TASK DIRECTIONS: Exactly the lines from the one containing "Reviewer check: each instance of the wood grain" through the end of the data below are to be reproduced, and nothing besides them.

DATASET RECORDS:
— BEGIN —
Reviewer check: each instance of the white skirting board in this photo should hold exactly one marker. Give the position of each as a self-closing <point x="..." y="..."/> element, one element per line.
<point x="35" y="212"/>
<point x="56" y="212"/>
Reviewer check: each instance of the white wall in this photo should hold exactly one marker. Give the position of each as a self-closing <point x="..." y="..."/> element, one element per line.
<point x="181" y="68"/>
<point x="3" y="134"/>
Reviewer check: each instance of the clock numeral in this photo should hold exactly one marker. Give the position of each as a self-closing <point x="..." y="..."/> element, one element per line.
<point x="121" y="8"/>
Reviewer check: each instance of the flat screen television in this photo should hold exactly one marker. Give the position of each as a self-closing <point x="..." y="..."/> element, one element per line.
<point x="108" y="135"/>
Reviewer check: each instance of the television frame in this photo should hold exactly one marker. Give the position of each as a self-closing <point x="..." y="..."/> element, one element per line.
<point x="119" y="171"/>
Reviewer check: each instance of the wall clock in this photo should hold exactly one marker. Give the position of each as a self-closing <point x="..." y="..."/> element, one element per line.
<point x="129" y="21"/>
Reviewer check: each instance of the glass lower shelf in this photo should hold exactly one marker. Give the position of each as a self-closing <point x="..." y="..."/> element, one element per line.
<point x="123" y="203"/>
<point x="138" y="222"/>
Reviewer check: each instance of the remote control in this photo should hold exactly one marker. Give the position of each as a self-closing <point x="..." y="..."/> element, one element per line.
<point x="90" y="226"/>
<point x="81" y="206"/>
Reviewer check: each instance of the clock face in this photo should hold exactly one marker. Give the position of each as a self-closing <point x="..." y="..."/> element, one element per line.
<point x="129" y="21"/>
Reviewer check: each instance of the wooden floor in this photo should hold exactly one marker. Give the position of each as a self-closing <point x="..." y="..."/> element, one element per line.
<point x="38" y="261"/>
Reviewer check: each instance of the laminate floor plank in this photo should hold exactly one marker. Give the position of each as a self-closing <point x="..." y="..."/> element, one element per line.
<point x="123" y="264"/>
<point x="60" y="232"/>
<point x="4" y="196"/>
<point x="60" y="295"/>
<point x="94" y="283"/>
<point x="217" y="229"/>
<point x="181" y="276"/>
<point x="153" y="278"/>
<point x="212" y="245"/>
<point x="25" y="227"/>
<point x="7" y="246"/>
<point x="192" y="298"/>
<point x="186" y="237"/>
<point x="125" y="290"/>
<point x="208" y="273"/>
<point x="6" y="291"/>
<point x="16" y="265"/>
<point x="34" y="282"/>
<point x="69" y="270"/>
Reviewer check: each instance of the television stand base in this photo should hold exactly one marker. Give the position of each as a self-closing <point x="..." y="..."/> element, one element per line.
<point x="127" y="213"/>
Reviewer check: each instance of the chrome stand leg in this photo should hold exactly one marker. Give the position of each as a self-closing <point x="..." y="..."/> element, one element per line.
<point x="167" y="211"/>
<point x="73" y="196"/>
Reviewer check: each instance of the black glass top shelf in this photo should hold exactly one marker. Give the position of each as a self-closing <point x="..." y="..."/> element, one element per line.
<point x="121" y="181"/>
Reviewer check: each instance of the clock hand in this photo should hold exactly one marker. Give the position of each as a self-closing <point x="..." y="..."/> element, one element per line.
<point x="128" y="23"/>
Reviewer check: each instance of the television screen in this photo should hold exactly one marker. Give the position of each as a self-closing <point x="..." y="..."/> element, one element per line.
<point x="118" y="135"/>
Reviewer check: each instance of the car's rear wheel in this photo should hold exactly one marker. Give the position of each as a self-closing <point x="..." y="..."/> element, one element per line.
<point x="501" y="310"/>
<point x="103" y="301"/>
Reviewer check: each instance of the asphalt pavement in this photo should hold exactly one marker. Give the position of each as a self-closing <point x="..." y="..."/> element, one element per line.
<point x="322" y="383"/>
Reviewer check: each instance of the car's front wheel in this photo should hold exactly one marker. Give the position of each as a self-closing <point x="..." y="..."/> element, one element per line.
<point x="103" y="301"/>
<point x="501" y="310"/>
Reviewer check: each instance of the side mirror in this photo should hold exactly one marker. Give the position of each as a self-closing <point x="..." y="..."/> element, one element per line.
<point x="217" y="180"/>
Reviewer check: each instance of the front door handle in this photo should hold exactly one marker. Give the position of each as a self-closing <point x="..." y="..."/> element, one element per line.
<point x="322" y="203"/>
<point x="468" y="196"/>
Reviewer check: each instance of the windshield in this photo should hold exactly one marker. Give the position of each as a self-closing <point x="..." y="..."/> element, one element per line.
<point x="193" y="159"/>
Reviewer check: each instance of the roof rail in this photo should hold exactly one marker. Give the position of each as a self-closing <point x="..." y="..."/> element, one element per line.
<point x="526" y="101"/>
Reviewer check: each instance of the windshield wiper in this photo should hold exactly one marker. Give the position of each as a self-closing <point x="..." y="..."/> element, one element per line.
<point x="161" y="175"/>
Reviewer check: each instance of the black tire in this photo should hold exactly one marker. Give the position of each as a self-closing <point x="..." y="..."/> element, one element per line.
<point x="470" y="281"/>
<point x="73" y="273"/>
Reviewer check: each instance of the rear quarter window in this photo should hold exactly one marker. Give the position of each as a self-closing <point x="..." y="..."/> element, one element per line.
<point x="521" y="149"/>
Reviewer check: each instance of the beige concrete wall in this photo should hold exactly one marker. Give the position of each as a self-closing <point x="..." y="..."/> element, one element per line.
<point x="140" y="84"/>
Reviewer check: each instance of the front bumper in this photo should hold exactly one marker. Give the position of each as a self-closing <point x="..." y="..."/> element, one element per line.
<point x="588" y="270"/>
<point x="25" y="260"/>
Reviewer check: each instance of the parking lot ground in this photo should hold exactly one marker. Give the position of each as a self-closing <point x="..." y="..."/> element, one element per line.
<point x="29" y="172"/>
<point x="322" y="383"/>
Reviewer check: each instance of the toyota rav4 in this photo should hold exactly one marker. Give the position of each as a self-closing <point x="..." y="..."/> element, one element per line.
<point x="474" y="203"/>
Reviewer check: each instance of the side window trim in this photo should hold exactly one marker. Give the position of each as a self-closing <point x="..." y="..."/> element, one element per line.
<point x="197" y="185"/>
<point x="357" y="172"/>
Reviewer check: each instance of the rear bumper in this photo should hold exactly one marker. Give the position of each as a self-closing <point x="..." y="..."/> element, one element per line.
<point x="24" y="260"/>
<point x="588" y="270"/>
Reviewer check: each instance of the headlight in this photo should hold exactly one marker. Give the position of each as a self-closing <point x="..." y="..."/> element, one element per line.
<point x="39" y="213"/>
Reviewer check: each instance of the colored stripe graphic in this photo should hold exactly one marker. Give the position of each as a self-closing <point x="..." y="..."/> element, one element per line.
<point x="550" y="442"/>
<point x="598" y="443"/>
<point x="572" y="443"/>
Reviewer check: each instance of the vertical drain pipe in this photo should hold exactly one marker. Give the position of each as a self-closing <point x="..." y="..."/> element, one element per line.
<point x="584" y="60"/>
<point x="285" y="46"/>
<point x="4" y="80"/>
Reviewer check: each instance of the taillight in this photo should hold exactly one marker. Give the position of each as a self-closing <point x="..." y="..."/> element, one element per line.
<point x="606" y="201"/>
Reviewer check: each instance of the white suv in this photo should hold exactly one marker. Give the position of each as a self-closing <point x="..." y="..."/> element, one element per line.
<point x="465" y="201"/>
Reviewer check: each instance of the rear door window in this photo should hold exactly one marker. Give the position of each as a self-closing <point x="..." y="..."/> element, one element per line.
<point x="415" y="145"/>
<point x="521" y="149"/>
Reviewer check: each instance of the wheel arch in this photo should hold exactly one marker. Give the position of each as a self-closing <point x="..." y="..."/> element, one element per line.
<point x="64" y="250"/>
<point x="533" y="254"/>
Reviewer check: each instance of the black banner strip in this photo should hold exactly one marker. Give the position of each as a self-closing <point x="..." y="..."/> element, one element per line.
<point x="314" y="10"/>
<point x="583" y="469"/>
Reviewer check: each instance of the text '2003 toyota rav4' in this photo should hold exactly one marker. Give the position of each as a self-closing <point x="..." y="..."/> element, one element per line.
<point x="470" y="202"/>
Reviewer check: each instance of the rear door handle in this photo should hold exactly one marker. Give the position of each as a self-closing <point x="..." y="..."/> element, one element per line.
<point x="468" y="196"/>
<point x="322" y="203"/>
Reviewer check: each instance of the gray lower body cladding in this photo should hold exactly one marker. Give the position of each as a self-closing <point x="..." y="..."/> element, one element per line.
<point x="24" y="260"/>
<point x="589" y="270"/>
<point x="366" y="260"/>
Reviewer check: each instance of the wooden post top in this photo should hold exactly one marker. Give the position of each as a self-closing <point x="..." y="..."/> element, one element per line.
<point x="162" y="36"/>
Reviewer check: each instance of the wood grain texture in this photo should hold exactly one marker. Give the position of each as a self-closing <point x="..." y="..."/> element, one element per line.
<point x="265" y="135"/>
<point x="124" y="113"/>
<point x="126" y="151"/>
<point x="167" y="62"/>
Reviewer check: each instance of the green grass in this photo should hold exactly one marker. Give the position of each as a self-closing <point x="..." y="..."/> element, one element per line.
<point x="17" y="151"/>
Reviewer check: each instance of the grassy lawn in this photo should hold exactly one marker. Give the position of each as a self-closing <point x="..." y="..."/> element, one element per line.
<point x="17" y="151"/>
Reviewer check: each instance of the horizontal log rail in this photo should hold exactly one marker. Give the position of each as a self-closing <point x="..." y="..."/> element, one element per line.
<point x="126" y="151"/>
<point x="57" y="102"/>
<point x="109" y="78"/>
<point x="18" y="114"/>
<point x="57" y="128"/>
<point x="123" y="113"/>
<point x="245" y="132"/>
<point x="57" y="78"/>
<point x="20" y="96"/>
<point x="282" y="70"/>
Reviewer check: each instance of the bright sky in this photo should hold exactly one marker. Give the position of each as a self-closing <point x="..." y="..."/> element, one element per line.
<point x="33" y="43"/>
— END —
RESULT OF THE EXERCISE:
Reviewer check: each instance of the wood grain texture in this photo should hold exactly one marker. Give the position of each as a self-closing <point x="..." y="..."/> element, one element per line.
<point x="265" y="135"/>
<point x="124" y="113"/>
<point x="126" y="151"/>
<point x="167" y="62"/>
Reviewer check: each instance of the green grass in this photo should hold exactly one marker. Give the position of each as a self-closing <point x="..." y="..."/> element, one element per line.
<point x="17" y="151"/>
Reviewer check: each instance of the grassy lawn in this photo should hold exactly one marker. Give the position of each as a self-closing <point x="..." y="..."/> element, one element per line.
<point x="17" y="151"/>
Reviewer check: each instance of the horizontal log rail in this photo should hold exactly one marker. Give the position of each as a self-closing <point x="..." y="..."/> element, one element per line.
<point x="126" y="151"/>
<point x="57" y="102"/>
<point x="109" y="78"/>
<point x="18" y="114"/>
<point x="57" y="128"/>
<point x="123" y="113"/>
<point x="245" y="132"/>
<point x="57" y="78"/>
<point x="20" y="96"/>
<point x="282" y="70"/>
Reviewer check: each instance of the bright sky in this photo should hold exactly one marker. Give the position of each as a self-closing <point x="..." y="..."/> element, one element per line.
<point x="33" y="43"/>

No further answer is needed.